GIVEN RECORDS: Begin

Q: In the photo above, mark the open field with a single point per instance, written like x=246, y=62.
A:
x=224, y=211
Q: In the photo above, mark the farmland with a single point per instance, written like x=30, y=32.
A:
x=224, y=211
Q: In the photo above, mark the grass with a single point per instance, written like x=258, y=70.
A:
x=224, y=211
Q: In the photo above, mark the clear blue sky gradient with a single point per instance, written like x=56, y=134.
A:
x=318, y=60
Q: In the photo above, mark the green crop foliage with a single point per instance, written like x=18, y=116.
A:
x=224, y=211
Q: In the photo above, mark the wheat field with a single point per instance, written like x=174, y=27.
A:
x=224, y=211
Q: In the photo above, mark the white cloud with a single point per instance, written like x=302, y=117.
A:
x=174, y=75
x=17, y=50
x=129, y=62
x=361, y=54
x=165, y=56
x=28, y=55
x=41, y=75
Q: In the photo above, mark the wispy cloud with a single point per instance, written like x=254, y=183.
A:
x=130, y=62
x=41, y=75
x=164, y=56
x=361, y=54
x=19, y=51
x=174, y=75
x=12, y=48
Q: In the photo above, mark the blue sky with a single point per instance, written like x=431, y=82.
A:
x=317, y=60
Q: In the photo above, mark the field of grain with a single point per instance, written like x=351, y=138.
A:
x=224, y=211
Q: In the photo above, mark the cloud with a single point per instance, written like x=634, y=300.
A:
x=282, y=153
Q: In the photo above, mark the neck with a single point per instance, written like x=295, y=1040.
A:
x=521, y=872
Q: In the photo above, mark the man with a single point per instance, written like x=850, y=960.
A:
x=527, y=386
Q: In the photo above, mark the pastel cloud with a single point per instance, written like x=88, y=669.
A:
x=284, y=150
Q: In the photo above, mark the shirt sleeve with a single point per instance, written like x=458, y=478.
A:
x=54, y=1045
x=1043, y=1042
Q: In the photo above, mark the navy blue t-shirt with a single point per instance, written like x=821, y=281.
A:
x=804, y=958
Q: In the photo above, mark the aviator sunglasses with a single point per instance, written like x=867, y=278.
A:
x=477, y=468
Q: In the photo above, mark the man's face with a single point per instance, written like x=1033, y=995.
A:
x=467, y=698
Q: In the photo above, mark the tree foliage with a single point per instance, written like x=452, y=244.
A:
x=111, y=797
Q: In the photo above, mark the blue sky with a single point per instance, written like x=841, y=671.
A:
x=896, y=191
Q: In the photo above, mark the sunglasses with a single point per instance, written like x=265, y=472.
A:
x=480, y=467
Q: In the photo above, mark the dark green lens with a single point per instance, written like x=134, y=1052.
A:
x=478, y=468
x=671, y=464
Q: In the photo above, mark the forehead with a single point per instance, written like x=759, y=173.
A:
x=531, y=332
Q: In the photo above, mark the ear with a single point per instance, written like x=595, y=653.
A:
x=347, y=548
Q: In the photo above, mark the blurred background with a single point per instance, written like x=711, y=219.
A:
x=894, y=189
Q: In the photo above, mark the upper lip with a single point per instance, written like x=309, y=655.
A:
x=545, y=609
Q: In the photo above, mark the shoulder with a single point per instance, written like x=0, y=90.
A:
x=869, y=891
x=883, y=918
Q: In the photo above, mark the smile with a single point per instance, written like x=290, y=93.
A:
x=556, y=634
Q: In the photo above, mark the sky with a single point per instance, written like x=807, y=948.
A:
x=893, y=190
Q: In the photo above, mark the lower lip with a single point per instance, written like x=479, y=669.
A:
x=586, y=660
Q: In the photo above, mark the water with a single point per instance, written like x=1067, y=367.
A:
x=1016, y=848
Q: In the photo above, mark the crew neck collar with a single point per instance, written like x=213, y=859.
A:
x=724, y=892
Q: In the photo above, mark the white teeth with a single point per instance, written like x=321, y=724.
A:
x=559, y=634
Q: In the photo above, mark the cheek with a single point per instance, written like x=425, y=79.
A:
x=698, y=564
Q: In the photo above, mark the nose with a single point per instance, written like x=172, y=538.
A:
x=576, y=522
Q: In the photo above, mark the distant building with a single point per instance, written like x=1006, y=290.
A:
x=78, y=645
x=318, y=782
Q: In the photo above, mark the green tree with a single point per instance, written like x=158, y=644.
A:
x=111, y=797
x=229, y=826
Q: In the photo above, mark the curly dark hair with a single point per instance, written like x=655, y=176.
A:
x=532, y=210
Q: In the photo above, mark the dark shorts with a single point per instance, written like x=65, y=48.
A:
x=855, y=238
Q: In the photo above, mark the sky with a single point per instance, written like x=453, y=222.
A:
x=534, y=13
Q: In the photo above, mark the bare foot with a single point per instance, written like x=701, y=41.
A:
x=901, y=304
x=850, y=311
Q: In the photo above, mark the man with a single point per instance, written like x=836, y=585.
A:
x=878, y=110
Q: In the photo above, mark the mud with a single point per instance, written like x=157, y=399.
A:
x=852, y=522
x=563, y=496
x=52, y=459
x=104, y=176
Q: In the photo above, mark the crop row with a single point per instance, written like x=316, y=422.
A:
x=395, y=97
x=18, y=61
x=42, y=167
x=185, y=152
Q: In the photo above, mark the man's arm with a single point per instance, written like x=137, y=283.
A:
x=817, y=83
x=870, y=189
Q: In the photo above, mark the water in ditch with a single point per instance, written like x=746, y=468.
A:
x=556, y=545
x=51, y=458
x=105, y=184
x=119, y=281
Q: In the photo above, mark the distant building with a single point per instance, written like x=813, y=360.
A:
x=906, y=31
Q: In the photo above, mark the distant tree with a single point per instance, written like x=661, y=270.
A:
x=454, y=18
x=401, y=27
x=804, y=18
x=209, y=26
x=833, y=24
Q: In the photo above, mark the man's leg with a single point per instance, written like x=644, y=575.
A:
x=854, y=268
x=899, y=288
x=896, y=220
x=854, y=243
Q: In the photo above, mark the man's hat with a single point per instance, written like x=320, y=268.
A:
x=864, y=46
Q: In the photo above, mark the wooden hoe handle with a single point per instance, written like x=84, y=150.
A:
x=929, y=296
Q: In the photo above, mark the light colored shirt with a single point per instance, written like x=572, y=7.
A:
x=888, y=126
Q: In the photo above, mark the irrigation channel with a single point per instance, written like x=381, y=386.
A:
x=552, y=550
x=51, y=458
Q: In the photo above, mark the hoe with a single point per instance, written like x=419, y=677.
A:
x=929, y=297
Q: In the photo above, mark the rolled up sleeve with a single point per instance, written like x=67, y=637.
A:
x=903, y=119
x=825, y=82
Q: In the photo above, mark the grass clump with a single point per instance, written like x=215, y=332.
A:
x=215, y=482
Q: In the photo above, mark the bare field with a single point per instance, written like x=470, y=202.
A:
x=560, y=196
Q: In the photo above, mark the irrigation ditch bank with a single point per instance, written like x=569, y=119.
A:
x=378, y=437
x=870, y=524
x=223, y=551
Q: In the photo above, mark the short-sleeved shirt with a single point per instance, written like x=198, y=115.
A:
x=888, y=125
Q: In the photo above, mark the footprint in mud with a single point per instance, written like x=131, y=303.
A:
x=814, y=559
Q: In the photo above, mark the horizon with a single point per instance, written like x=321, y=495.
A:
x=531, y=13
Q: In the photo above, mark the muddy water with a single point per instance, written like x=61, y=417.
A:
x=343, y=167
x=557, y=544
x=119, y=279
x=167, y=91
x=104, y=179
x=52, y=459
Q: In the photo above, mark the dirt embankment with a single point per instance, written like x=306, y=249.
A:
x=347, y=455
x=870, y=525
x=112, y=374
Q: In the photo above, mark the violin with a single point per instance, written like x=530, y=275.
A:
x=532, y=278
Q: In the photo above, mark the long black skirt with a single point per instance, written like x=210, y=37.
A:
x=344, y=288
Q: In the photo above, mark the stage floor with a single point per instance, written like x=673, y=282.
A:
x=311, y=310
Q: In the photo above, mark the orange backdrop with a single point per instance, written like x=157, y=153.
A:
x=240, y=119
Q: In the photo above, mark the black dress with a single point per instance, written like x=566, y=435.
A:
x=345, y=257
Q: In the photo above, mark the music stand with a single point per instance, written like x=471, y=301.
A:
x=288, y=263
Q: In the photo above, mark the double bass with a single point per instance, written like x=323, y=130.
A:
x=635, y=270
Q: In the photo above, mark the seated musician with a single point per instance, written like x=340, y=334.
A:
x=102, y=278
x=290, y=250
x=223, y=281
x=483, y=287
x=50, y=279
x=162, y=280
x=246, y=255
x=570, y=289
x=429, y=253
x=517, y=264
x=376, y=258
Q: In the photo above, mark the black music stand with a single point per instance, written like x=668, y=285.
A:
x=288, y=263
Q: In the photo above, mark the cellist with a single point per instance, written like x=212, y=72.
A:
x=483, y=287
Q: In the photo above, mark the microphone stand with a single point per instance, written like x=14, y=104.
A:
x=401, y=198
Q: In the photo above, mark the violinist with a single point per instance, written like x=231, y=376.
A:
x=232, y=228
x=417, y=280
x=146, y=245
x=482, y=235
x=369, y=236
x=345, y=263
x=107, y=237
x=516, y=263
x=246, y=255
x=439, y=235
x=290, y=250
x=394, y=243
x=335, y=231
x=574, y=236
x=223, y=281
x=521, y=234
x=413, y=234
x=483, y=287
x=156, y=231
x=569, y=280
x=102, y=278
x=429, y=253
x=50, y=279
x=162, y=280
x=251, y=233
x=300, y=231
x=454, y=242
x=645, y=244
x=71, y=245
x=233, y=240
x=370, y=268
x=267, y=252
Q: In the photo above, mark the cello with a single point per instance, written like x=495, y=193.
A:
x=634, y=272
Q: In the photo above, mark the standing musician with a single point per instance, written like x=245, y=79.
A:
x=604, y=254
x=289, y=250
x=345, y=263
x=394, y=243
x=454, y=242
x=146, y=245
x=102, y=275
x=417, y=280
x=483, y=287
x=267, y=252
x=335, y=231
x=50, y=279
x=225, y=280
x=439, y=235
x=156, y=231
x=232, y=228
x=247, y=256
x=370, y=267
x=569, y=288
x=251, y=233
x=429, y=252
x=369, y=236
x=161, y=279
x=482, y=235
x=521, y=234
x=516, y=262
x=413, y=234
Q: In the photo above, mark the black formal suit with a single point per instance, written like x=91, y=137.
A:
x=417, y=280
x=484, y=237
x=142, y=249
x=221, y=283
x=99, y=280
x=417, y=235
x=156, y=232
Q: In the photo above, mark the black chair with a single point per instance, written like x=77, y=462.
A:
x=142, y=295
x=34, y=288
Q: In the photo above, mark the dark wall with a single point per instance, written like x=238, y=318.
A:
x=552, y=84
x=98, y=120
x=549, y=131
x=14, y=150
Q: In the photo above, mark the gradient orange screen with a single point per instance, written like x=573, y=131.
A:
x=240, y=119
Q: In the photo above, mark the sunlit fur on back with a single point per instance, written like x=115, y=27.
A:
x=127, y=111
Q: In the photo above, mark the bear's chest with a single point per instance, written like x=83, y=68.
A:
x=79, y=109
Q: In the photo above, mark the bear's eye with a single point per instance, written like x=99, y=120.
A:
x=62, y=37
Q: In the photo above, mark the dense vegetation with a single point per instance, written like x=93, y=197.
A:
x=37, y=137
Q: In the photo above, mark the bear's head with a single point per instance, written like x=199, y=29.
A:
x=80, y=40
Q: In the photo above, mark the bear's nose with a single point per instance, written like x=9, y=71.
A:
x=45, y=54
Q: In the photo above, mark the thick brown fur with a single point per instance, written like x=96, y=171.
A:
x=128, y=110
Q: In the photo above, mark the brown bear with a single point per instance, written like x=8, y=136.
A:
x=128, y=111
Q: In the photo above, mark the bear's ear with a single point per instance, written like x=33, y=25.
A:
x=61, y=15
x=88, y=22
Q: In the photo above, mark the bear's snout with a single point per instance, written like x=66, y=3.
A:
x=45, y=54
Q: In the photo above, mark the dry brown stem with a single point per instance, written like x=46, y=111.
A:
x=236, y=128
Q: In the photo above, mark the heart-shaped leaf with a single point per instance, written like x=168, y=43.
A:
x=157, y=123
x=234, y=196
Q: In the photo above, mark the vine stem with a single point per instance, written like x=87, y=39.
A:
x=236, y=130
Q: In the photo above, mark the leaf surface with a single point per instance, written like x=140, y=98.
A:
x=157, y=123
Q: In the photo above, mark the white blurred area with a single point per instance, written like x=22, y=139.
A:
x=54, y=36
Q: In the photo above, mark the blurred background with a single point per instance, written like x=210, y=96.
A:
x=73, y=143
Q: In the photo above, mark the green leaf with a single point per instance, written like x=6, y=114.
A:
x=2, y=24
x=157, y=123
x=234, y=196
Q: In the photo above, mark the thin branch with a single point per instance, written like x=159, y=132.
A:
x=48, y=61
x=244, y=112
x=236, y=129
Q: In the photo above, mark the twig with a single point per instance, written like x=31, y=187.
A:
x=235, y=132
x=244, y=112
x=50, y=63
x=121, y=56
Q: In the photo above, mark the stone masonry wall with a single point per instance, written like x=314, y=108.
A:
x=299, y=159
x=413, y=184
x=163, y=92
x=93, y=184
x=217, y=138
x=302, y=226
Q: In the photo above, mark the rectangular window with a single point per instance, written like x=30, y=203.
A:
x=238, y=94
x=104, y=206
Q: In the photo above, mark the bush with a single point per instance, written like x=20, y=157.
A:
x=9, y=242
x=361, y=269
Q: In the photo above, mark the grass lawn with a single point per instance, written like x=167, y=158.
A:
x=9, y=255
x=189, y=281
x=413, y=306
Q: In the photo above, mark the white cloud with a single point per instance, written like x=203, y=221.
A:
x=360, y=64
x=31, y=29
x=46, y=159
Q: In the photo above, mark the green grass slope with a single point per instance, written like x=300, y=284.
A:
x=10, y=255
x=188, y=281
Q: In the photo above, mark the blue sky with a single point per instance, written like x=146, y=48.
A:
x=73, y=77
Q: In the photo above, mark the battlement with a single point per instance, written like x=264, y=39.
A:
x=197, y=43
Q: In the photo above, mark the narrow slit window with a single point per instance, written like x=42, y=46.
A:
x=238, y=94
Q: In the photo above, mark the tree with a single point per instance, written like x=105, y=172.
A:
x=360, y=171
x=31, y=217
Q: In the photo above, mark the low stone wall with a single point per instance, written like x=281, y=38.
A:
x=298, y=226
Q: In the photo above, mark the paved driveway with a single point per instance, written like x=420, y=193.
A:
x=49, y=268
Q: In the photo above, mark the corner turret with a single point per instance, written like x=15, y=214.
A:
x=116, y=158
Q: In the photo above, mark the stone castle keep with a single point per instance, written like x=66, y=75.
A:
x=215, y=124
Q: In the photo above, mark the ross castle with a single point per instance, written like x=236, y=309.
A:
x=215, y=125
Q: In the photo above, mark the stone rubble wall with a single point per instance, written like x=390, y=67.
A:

GIVEN RECORDS: End

ACTIVITY ->
Lines from the start of the material above through the line containing "like x=302, y=117." are to be duplicated exactly, and only those.

ANSWER SECTION ->
Q: In the photo above, mark the open field with a single point per instance, written like x=246, y=62.
A:
x=224, y=211
Q: In the photo above, mark the farmland with a single point per instance, written like x=30, y=32.
A:
x=224, y=211
Q: In the photo above, mark the grass with a single point per instance, written like x=258, y=70.
A:
x=224, y=211
Q: In the photo above, mark the clear blue sky gradient with a single point per instance, written like x=56, y=134.
A:
x=318, y=60
Q: In the photo above, mark the green crop foliage with a single point per instance, written like x=18, y=116.
A:
x=224, y=211
Q: In the photo above, mark the wheat field with a single point per instance, written like x=174, y=27.
A:
x=224, y=211
Q: In the photo above, mark the white cloud with a single point per instance, written like x=302, y=117.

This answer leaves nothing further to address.